◆ ACTIVITY 1:
Reproduce the part of the Guilty Party article that opens with the words containing "The series premiered October" and closes with "10 critic reviews.".
◆ ACTIVITY 2:
According to the Guilty Party article, who left the series over concerns about the COVID-19 pandemic?

◆ DOCUMENT SECTION:
☆ ☆ ☆ ☆ ☆ ☆ ☆
- Genre: Dark comedy
- Created by: Rebecca Addelman
- Starring: Kate Beckinsale; Geoff Stults; Jules Latimer; Tiya Sircar; Alanna Ubach; Laurie Davidson; Andre Hyland;
- Composer: Heather McIntosh
- Country of origin: United States
- Original language: English
- No. of seasons: 1
- No. of episodes: 10

Production
- Executive producers: Kate Beckinsale; Rebecca Addelman; Trent O'Donnell; Sam Hansen; Jimmy Miller; Joe Farrell; Jim Ziegler; Mike Farah;
- Production location: Canada
- Camera setup: Single-camera
- Production companies: CBS Studios; Funny or Die; Mosaic;

Original release
- Network: Paramount+
- Release: October 14 – December 9, 2021

= Guilty Party (TV series) =

American dark comedy streaming television series

Guilty Party is an American dark comedy television series adapted from a screenplay by Rebecca Addelman and directed by Trent O'Donnell. The series stars Kate Beckinsale, Geoff Stults, Jules Latimer, Tiya Sircar, Alanna Ubach, Laurie Davidson and Andre Hyland. The series premiered on October 14, 2021 on Paramount+.

In January 2023, the series was removed from Paramount+.

==Premise==
A journalist Beth Burgess (Kate Beckinsale) with a tarnished reputation focuses on a story about a woman who denies murdering her husband.

==Cast==
- Kate Beckinsale as Beth Burgess
- Geoff Stults as Marco Strzalkowski
- Jules Latimer as Toni
- Tiya Sircar as Fiona
- Alanna Ubach as Tessa Flores
- Laurie Davidson as George
- Andre Hyland as Wyatt

==Episodes==

| No. | Title | Directed by | Written by | Original release date |
|---|---|---|---|---|
| 1 | "The Last Real Journalist Working in Denver" | Trent O'Donnell | Rebecca Addelman | October 14, 2021 |
| 2 | "Crazy Bitches Who Kill" | Trent O'Donnell | Rebecca Addelman | October 14, 2021 |
| 3 | "You Might Be All She's Got" | Morenike Joela Evans | Chris Provenzano | October 21, 2021 |
| 4 | "Let's Make This Man Hurt" | Trent O'Donnell | Ben Smith | October 28, 2021 |
| 5 | "Stop Being a Coward and Take the Meat" | Morenike Joela Evans | Sonia Denis | November 4, 2021 |
| 6 | "Your Mama Loves You" | Morenike Joela Evans | Ally Israelson | November 11, 2021 |
| 7 | "A Denver Ten" | Stacey Muhammad | Vanessa Baden Kelly | November 18, 2021 |
| 8 | "I Thought We Were Friends" | Stacey Muhammad | Steve Toltz | November 25, 2021 |
| 9 | "Acts of Devotion" | Rebecca Addelman | Chris Provenzano | December 2, 2021 |
| 10 | "Guilty Party" | Rebecca Addelman | Rebecca Addelman | December 9, 2021 |

==Production==
It was announced in March 2020 that Isla Fisher was cast to star in the series, which was greenlit by CBS All Access. However by December, Fisher would exit the series due to concerns regarding the COVID-19 pandemic, with Kate Beckinsale cast to replace her. In March 2021, Geoff Stults, Jules Latimer, Tiya Sircar, Alanna Ubach, Laurie Davidson and Andre Hyland were added to the cast.

Filming in the series had begun by March 2021 in Calgary.

The series premiered October 14, 2021.

==Reception==

The review aggregator website Rotten Tomatoes reported a 40% approval rating with an average rating of 5.50/10, based on 10 critic reviews.
☆ ☆ ☆ ☆ ☆ ☆ ☆
(Stored records)

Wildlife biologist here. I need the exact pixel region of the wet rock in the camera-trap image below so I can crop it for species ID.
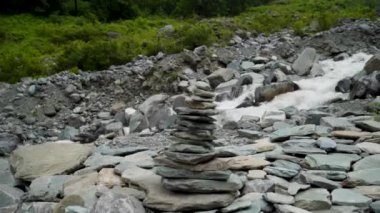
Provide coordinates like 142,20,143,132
207,68,234,88
0,133,21,156
364,53,380,74
292,48,317,76
9,143,93,181
0,158,17,186
270,124,316,142
294,189,331,211
331,189,372,207
317,137,337,152
255,81,299,103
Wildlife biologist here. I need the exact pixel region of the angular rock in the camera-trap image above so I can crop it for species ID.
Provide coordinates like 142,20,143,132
331,189,372,207
292,47,318,76
294,189,331,211
305,153,361,171
0,133,21,156
156,166,232,181
317,137,337,152
9,143,94,181
96,168,125,188
270,124,316,142
207,68,234,88
84,153,123,170
0,158,17,186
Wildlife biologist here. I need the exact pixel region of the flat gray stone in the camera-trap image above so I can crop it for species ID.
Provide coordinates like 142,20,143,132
264,166,298,179
122,165,235,212
156,166,232,181
317,137,337,152
356,120,380,132
348,168,380,185
305,153,361,171
305,170,347,181
331,189,372,207
353,154,380,171
356,142,380,155
9,143,94,181
0,184,24,208
270,124,316,142
300,173,341,190
162,175,243,193
28,175,72,202
84,153,123,170
294,189,331,211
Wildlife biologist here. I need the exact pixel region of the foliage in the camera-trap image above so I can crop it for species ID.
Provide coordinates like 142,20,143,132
0,0,377,82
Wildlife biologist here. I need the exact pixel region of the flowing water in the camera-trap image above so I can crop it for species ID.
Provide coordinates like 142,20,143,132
217,53,371,121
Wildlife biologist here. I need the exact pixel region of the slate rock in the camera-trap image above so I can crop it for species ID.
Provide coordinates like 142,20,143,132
331,189,372,207
9,143,94,181
294,188,331,211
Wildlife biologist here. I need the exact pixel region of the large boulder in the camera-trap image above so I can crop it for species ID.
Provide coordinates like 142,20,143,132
292,48,318,76
207,68,236,88
364,53,380,74
255,81,299,103
9,143,94,181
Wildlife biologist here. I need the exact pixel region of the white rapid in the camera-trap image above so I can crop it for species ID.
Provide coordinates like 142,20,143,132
218,53,371,122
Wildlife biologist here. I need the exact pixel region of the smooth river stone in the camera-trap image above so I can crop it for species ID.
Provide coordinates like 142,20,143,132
169,143,214,154
162,175,243,193
156,166,232,180
155,155,270,171
164,151,215,165
122,165,235,212
175,107,218,116
305,153,361,171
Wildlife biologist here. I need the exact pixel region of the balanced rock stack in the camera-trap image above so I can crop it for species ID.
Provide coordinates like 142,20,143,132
156,81,242,194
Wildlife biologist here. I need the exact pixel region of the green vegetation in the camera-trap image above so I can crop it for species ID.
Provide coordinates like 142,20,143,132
0,0,378,82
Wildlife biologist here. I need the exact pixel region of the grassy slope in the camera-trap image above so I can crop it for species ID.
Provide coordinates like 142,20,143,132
0,0,375,82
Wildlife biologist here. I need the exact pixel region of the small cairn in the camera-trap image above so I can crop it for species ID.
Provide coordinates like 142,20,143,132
156,81,242,194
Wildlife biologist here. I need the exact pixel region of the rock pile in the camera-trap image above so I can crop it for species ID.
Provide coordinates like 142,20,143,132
156,81,242,202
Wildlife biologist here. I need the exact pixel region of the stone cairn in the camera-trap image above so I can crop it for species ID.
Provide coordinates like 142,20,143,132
156,81,241,194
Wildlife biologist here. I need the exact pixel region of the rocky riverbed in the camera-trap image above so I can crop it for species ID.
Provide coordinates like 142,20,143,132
0,20,380,213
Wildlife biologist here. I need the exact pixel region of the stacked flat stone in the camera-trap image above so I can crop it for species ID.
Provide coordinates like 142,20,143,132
156,81,242,194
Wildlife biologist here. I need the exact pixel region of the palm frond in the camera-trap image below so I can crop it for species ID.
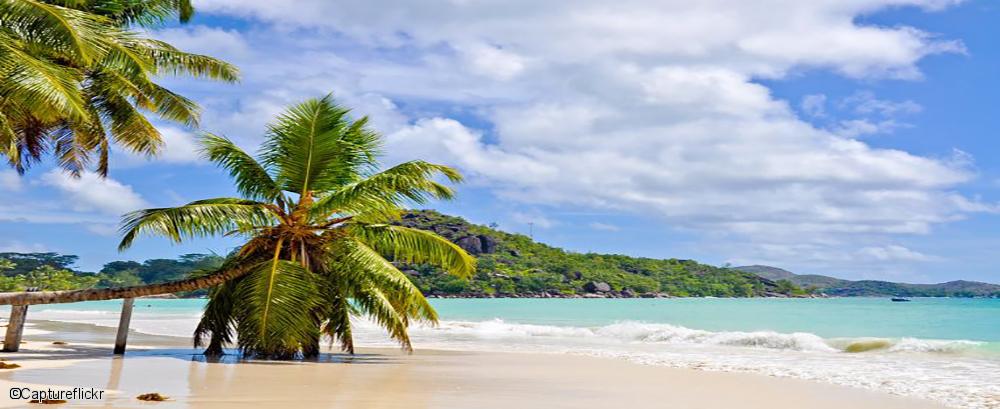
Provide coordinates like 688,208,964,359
235,255,319,358
194,277,243,355
310,161,462,219
261,96,379,198
201,133,284,202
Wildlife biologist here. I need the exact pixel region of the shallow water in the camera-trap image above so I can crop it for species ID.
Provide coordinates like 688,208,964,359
7,298,1000,408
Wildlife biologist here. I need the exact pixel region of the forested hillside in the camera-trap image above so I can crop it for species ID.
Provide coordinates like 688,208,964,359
399,210,791,297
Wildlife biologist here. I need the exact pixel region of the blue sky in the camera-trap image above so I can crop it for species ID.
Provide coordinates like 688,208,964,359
0,0,1000,282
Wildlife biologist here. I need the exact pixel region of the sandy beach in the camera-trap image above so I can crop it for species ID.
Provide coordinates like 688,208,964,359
0,323,942,409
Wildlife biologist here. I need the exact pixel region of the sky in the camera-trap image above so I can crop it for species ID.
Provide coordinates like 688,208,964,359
0,0,1000,282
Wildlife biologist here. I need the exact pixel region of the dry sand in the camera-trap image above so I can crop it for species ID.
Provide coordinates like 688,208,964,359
0,324,941,409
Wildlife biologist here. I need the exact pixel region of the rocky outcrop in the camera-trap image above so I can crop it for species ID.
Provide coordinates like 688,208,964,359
583,281,611,293
455,234,497,255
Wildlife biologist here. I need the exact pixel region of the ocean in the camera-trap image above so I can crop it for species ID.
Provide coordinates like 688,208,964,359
9,298,1000,408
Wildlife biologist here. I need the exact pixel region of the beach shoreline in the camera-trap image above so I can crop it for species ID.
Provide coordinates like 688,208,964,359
0,323,944,409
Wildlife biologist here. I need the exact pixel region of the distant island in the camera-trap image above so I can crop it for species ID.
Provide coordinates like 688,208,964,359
0,210,1000,298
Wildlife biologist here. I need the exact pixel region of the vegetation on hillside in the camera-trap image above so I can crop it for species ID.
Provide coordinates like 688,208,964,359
0,253,222,296
0,0,238,175
119,96,475,359
736,266,1000,297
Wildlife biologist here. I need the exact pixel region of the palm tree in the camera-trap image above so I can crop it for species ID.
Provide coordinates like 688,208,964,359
0,0,238,175
120,96,474,359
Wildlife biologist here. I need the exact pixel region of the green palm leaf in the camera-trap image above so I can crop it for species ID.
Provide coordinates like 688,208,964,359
118,198,275,250
348,224,476,278
235,253,319,358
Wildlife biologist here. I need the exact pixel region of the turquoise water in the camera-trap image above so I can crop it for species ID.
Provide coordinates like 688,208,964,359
13,298,1000,409
433,298,1000,342
27,298,1000,343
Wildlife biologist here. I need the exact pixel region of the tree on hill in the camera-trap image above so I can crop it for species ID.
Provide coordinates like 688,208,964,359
0,0,238,175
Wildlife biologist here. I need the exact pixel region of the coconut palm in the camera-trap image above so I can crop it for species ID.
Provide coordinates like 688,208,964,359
0,0,238,175
120,96,474,359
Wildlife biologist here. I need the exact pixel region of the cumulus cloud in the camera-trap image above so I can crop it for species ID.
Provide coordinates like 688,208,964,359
858,245,938,261
510,211,556,229
42,169,149,215
0,240,49,253
589,222,621,231
176,0,995,274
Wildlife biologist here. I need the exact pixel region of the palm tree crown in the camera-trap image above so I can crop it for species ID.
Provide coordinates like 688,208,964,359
0,0,238,175
120,96,475,358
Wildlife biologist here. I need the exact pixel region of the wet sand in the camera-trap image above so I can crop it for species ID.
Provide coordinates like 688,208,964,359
0,323,941,409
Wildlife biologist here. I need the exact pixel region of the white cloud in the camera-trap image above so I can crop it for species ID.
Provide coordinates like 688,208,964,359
510,211,556,229
42,169,149,215
86,223,118,237
841,91,924,117
0,169,21,192
801,94,826,117
858,245,939,261
178,0,984,274
156,127,202,163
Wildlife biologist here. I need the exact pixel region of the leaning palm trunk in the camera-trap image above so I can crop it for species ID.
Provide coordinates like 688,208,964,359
0,270,247,305
119,97,475,359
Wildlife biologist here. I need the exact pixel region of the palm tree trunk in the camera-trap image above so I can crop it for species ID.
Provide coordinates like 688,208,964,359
0,269,248,305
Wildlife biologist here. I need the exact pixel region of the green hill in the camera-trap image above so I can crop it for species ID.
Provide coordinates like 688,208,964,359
399,210,781,297
736,265,1000,297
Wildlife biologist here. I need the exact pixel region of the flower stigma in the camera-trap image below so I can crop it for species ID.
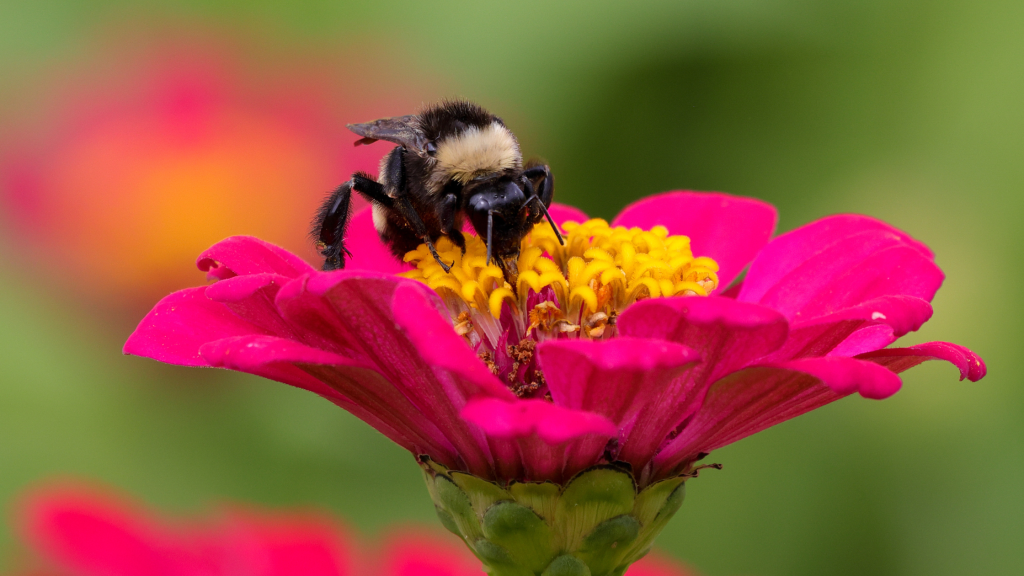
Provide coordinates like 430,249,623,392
400,218,718,398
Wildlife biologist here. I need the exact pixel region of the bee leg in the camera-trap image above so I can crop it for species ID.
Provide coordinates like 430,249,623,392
437,193,466,255
382,188,455,272
483,210,495,265
310,180,352,271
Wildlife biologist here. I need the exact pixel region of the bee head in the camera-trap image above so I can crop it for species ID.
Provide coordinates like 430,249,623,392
466,176,534,279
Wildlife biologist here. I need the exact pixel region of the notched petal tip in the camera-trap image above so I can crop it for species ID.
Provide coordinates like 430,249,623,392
776,357,903,400
196,236,313,280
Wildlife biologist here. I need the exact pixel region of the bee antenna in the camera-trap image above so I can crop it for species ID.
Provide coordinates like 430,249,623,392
523,194,565,246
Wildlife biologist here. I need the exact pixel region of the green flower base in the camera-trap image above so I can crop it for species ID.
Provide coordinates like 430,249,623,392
420,458,689,576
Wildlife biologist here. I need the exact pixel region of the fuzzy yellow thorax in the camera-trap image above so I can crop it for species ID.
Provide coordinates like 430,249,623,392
401,218,718,337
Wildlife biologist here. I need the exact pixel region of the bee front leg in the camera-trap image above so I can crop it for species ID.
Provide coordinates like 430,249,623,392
437,193,466,254
310,180,352,271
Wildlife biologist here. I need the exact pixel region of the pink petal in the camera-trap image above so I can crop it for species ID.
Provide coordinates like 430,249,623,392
206,274,305,339
276,270,501,478
345,206,413,274
617,296,787,469
857,342,988,382
380,529,485,576
538,336,700,426
462,398,616,444
196,236,313,280
211,509,353,576
462,398,615,482
625,552,696,576
123,287,265,366
757,241,944,321
778,358,903,400
611,192,778,288
391,283,515,401
24,487,195,576
538,336,700,468
737,215,942,319
764,296,932,363
548,202,590,227
201,336,457,463
826,324,899,358
616,296,788,381
654,358,900,474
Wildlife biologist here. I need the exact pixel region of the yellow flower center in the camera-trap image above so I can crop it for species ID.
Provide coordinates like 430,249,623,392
401,218,718,340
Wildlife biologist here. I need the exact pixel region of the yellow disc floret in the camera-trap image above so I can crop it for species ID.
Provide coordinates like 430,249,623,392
401,218,718,337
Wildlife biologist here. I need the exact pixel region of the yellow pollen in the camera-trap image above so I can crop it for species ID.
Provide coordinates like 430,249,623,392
401,218,718,327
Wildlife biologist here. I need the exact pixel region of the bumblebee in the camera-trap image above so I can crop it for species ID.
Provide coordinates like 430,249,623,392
312,100,564,286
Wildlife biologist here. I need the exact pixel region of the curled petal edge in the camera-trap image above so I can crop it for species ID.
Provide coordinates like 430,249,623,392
857,342,988,382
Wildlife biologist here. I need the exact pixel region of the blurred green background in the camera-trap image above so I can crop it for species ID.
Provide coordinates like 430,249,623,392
0,0,1024,576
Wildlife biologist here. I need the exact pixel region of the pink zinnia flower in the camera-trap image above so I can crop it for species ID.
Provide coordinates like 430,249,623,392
4,479,689,576
125,192,985,576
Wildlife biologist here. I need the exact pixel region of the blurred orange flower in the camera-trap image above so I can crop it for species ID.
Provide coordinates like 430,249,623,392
0,34,410,303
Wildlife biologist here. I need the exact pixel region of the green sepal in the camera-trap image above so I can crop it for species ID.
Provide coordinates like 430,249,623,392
541,554,591,576
577,515,640,574
555,466,636,550
483,501,556,573
421,457,687,576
☆ ☆ ☆ ☆ ☆ ☆ ☆
◆ WRITTEN REPLY 1:
The series premiered October 14, 2021.

==Reception==

The review aggregator website Rotten Tomatoes reported a 40% approval rating with an average rating of 5.50/10, based on 10 critic reviews.

◆ WRITTEN REPLY 2:
Isla Fisher